THE REQUEST.
Transcribe all the records with complete accuracy.

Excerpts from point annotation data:

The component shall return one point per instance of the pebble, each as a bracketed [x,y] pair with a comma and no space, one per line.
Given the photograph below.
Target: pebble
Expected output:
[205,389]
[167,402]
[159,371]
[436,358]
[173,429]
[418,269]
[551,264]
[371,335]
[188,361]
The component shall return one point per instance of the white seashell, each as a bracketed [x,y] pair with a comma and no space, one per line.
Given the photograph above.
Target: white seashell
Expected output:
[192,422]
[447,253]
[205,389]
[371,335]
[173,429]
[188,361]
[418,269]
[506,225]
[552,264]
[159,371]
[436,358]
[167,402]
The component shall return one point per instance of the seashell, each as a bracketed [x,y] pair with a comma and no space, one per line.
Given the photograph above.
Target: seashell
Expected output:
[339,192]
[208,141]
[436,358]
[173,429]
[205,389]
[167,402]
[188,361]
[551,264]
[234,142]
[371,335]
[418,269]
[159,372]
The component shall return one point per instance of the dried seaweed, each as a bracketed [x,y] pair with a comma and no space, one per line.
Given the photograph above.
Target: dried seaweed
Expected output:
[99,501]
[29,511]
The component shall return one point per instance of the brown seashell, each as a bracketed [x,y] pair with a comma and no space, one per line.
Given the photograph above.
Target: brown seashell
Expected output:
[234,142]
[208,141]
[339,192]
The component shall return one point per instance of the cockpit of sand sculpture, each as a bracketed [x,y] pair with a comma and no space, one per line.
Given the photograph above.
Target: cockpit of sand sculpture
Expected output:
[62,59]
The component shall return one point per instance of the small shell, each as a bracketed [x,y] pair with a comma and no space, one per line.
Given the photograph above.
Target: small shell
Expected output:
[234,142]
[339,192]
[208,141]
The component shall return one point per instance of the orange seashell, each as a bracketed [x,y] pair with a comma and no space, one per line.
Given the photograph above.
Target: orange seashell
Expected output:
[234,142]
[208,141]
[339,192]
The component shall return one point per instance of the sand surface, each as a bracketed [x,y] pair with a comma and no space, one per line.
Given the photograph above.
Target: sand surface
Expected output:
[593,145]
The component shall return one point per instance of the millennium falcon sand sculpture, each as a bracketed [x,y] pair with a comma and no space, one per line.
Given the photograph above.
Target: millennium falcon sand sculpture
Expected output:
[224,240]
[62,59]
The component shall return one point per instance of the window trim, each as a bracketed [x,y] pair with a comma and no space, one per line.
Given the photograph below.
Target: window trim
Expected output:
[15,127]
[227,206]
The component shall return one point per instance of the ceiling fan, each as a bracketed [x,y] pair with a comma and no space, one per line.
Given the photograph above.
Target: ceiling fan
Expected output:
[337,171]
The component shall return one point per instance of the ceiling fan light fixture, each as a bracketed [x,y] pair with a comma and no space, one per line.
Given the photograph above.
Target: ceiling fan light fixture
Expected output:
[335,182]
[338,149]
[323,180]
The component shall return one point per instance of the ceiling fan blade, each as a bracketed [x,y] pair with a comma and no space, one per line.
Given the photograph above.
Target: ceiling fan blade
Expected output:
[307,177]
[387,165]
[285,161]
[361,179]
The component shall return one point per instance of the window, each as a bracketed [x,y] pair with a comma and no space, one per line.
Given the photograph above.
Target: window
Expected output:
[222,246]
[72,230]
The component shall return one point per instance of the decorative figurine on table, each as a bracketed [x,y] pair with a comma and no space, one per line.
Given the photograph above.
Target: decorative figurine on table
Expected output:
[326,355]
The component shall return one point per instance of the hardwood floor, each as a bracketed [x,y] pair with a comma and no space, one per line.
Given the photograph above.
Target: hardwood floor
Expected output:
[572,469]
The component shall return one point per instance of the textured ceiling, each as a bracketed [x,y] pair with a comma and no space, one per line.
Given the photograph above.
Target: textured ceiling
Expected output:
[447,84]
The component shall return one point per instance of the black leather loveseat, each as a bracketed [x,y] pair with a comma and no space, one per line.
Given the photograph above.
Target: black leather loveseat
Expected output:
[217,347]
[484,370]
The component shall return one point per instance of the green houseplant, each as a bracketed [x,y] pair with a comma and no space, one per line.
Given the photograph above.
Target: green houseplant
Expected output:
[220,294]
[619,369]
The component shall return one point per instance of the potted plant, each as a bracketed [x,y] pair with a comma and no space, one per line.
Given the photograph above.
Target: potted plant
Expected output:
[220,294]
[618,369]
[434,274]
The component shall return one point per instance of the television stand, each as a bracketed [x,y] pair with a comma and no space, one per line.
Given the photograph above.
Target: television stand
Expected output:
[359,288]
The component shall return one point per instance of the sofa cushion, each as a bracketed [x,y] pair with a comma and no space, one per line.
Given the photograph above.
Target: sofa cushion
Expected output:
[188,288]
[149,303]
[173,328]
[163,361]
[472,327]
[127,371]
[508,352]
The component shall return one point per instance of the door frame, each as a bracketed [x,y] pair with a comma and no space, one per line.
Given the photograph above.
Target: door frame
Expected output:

ANSWER.
The component shall return one point per instance of the pebble, each as a bracketed [x,y] pair with a comma and no space, one per line.
Given the photograph below.
Target: pebble
Expected output:
[205,389]
[167,402]
[159,371]
[436,358]
[173,429]
[418,269]
[551,264]
[371,335]
[188,361]
The component shall return one point per instance of the white seashell, each as a bracketed [x,y] pair with a comma and no space, one per line.
Given the photograph above.
Target: white seashell
Expected output:
[192,422]
[447,253]
[205,389]
[371,335]
[173,429]
[188,361]
[418,269]
[506,225]
[552,264]
[159,371]
[436,358]
[167,402]
The component shall return one point per instance of the seashell, each as a bracketed [x,y] pair with a comma and no space, one per line.
Given the photograph above.
Target: seashell
Expected output:
[339,192]
[208,141]
[436,358]
[173,429]
[205,389]
[167,402]
[188,361]
[551,264]
[234,142]
[371,335]
[418,269]
[159,372]
The component shall return one point per instance of the dried seaweed, each as a bracketed [x,y] pair with a comma and no space, one per line.
Given the photograph above.
Target: dried seaweed
Expected output:
[99,501]
[29,511]
The component shall return one point per instance of the brown seashell, each as a bracketed [x,y] pair with a comma and no space, one per line.
Given the photograph above.
Target: brown seashell
Expected output:
[234,142]
[208,141]
[339,192]
The component shall return one point per instance of the cockpit of sand sculpture, each as a bracketed [x,y] pair with a comma and no space, one per line.
Given the photograph above.
Target: cockpit of sand sculpture
Expected output:
[62,59]
The component shall return one point per instance of the small shell, each as a bracketed [x,y] pair with a comma and no space, one per line.
Given the photograph above.
Target: small shell
Expected output:
[234,142]
[339,192]
[208,141]
The component shall return one point per instance of the orange seashell, each as a bracketed [x,y] pair with a comma and no space, one per line.
Given the photograph above.
Target: orange seashell
Expected output:
[234,142]
[208,141]
[339,192]
The component shall return one point per instance of the sand surface, each as a bracketed [x,y] pair with a comma and no space, one per line.
Given the photograph above.
Target: sand surface
Expected output:
[593,145]
The component shall return one point per instance of the millennium falcon sand sculpture, each as a bracketed [x,y] pair with a comma and no space, one per line.
Given the photograph above.
Target: millennium falcon sand sculpture
Expected output:
[224,240]
[62,59]
The component shall return one point per instance of the window trim, each as a bracketed [x,y] pair with a comma and no space, one per line.
Given the photograph below.
Target: window trim
Expected output:
[15,127]
[227,206]
The component shall return one point per instance of the ceiling fan, each as a bracketed [x,y] pair with a comma and no space, one per line.
Given the photograph above.
Target: ceiling fan
Expected output:
[337,171]
The component shall return one point per instance of the ceiling fan light fixture, each as a bracketed [x,y] pair with a comma and no space, one per line.
Given the photograph above.
Target: ceiling fan light fixture
Expected output:
[335,182]
[338,149]
[323,180]
The component shall return one point per instance of the ceiling fan blade, each as a bracketed [x,y] pair with a comma and no space, one per line.
Given the photograph above.
Target: ceiling fan blade
Expected output:
[307,177]
[387,165]
[285,161]
[361,179]
The component shall return one point per instance of the window, each as a bracketed [x,y] pair with a comma and no space, one per line.
Given the photograph above.
Target: window
Expected output:
[222,246]
[72,230]
The component shall return one point per instance of the decorative figurine on table, each as a bracketed [x,y] pair with a comma and no space, one per line.
Given the photograph above.
Target: decorative figurine on table
Expected output:
[326,355]
The component shall return one point per instance of the hardwood floor, each as a bracketed [x,y] pair with a comma and no space, one per line.
Given the photograph above.
Target: hardwood floor
Expected output:
[572,469]
The component shall return one point per instance of the textured ceiling, each as a bracketed [x,y] pair with a comma and no space, one per line.
Given the photograph above.
Target: textured ceiling
Expected output:
[447,84]
The component shall return one point per instance of the black leather loveseat, each as a bracketed [x,y] pair with a comma and no space, one per line.
Given the photograph above.
Target: black leather loveseat
Expected output:
[217,347]
[484,370]
The component shall return one point per instance of the green houseplant, each as a bracketed [x,y] pair with a comma and no space, one per line.
Given the photograph above.
Target: green houseplant
Expected output:
[220,294]
[619,369]
The component shall return one point per instance of the potted plant, each as a bracketed [x,y] pair with a comma and no space, one per line.
Given the photograph above.
Target: potted plant
Expected output:
[220,294]
[618,369]
[434,274]
The component shall return one point per instance of the television stand, each as a bracketed [x,y] pair with a comma and no space, one per line.
Given the photograph above.
Target: television stand
Expected output:
[359,288]
The component shall return one point per instance of the sofa cushion, each as a bracketed [x,y] pair with a comma and no space, one per line.
Given the photograph above.
Target: sofa cushion
Expected output:
[188,288]
[149,303]
[173,328]
[163,361]
[472,327]
[127,371]
[508,352]
The component shall return one point per instance of the door frame, each as a bracketed [x,y] pair with a comma and no space, one per line.
Given the photograph above.
Target: door frame
Expected output:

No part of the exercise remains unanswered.